Retype the material below line for line, changing nothing.

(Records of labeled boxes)
* Begin *

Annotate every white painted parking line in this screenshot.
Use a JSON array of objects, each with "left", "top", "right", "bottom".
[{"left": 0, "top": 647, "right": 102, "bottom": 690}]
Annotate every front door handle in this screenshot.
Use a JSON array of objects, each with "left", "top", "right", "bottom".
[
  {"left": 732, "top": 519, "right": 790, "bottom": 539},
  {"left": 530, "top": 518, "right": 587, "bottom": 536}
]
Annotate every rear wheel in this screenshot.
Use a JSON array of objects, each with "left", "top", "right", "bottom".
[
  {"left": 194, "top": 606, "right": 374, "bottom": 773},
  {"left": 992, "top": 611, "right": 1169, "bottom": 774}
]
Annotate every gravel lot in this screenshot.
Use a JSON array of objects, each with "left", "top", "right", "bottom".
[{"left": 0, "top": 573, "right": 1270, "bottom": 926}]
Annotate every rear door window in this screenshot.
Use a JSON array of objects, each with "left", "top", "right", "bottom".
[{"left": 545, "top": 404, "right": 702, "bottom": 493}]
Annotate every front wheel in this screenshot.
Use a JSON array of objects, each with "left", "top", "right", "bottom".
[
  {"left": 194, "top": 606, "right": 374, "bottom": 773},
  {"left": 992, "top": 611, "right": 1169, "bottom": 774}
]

* End *

## The result
Annotate every white painted parking line in this screenshot.
Use a JSON array of objects, each with "left", "top", "right", "bottom".
[{"left": 0, "top": 647, "right": 102, "bottom": 690}]
Annotate every front door handle in this screenshot.
Use a JSON array of objects, each with "left", "top", "right", "bottom".
[
  {"left": 732, "top": 519, "right": 790, "bottom": 539},
  {"left": 530, "top": 518, "right": 587, "bottom": 536}
]
Annotate every rear wheel in this screenshot.
Use a JSON array of objects, each with "left", "top", "right", "bottom".
[
  {"left": 194, "top": 606, "right": 374, "bottom": 773},
  {"left": 992, "top": 611, "right": 1169, "bottom": 774}
]
Annotate every gravel lot in this screenshot.
Use a JSON array of objects, each with "left", "top", "right", "bottom".
[{"left": 0, "top": 573, "right": 1270, "bottom": 926}]
Annotate every rear door window in this screenshot.
Use a JSON array of objects, each with "left", "top", "right", "bottom".
[{"left": 545, "top": 404, "right": 702, "bottom": 493}]
Annotate every front wheel in this screenshot.
Use a JSON array of objects, each with "left", "top", "right", "bottom".
[
  {"left": 194, "top": 606, "right": 374, "bottom": 773},
  {"left": 992, "top": 611, "right": 1169, "bottom": 774}
]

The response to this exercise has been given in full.